> _Ausgangstext_
__________________________________________________
Leichter leben in Deutschland

Jeden Tag etwas Ungeliebtes tun. Wohl in keinem anderen Land käme es Menschen in den Sinn, sich am Abgrund fehlender Daseinsberechtigung so zu helfen. Hier schon. Lästige Pflichten sind das Geländer, an dem der gelernte Deutsche sich festhalten kann. Mache dich nützlich! Grandios.

Zwei Wochen ohne Festanstellung, und ich habe derart viel Ungeliebtes erledigt, dass es eine Wonne ist. Behördenkrempel sowieso, aber auch Schriftstücke, die seit Jahrhunderten in eine Schachtel geschmissen wurden, nie sortiert und selten reingeschaut. Im Urlaub (seit Jahren nicht länger als zwei aneinander liegende Wochen) fällt mir anderes ein als Steuergepfriemel und Ablage. Aber jetzt – aufgeräumt. Versicherungen, Krankenkasse, Bank – erstaunlich, was man alles findet. Und mein Fahrrad ist auch geputzt.

Abends habe ich alles Abgearbeitete auf einem Zettel vermerkt. Damit nichts versickert im Getriebe des Alltags. Es gibt ja keine Aufträge mehr, die jede Woche zur Abrechnung gebracht werden, ein ordentlicher Packen war das immer. Aber jetzt will ich auch noch etwas anschauen können, und sei es nur eine Liste. Aber eine lange.

Hey, ich bin gut!
__________________________________________________
Überarbeite bitte den Abschnitt aus dem Text „Leichter leben in Deutschland“, der mit den Worten „Zwei Wochen ohne“ einsetzt und mit „ich bin gut!“ schließt: Gib ihn wieder und setze dabei „Auto“ an die Stelle von „Fahrrad“.

> _Quellenangaben_
__________________________________________________
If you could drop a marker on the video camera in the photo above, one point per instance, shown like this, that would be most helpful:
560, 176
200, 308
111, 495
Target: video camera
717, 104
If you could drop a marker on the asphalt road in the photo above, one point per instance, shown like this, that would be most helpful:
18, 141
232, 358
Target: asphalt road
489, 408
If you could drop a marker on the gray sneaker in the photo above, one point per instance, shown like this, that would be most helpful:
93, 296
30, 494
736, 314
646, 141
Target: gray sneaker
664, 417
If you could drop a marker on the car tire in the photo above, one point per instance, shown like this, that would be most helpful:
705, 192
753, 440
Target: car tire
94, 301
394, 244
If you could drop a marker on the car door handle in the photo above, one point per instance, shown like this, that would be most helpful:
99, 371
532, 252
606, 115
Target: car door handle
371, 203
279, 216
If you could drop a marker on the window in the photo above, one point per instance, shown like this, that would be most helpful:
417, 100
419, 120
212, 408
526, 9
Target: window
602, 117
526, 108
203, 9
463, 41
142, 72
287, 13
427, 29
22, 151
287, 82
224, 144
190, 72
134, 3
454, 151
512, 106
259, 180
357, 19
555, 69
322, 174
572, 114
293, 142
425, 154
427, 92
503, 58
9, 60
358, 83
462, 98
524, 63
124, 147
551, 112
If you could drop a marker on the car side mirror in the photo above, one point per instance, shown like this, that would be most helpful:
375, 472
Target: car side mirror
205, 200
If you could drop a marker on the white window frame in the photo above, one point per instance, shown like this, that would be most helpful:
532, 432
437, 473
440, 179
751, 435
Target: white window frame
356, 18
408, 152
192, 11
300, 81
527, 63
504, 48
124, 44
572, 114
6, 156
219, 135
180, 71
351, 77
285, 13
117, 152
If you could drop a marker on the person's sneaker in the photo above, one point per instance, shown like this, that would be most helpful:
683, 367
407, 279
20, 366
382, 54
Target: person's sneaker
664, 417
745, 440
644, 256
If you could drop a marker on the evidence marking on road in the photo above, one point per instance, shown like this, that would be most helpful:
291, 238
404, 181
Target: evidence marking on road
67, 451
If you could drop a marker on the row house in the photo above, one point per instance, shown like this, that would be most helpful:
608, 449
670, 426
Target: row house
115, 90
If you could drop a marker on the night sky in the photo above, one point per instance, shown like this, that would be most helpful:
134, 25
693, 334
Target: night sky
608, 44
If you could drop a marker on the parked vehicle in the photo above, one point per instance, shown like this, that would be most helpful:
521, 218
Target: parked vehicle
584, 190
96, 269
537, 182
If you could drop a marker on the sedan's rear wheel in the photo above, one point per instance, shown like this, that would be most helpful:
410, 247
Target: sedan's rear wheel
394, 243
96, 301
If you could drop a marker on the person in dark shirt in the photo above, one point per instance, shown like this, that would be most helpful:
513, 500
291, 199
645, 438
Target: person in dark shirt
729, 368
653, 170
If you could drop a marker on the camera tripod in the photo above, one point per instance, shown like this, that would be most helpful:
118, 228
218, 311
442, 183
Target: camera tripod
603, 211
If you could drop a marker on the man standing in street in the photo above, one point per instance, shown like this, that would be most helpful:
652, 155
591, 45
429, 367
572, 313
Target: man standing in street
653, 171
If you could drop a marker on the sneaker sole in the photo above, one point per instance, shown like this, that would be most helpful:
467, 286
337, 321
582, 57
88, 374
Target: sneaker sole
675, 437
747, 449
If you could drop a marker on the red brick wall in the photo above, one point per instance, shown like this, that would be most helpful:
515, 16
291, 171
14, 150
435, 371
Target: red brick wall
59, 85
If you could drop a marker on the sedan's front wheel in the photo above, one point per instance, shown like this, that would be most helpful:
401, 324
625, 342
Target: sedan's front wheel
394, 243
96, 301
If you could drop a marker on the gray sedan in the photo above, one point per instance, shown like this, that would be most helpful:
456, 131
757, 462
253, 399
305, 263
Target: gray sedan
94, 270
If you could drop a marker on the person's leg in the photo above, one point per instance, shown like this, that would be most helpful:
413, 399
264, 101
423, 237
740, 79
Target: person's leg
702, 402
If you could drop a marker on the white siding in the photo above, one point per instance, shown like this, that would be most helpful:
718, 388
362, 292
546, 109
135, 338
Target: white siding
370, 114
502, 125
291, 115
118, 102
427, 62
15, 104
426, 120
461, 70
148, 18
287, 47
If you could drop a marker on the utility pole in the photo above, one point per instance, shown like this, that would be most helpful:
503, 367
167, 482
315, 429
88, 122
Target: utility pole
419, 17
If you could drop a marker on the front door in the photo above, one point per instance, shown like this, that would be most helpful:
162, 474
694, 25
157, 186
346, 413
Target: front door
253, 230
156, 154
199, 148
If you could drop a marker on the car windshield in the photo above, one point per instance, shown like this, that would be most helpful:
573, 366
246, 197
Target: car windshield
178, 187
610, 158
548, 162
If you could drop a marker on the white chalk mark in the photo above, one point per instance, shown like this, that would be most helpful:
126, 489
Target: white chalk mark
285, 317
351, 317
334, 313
__________________________________________________
> _Schriftliche Antwort_
Zwei Wochen ohne Festanstellung, und ich habe derart viel Ungeliebtes erledigt, dass es eine Wonne ist. Behördenkrempel sowieso, aber auch Schriftstücke, die seit Jahrhunderten in eine Schachtel geschmissen wurden, nie sortiert und selten reingeschaut. Im Urlaub (seit Jahren nicht länger als zwei aneinander liegende Wochen) fällt mir anderes ein als Steuergepfriemel und Ablage. Aber jetzt – aufgeräumt. Versicherungen, Krankenkasse, Bank – erstaunlich, was man alles findet. Und mein Auto ist auch geputzt.

Abends habe ich alles Abgearbeitete auf einem Zettel vermerkt. Damit nichts versickert im Getriebe des Alltags. Es gibt ja keine Aufträge mehr, die jede Woche zur Abrechnung gebracht werden, ein ordentlicher Packen war das immer. Aber jetzt will ich auch noch etwas anschauen können, und sei es nur eine Liste. Aber eine lange.

Hey, ich bin gut!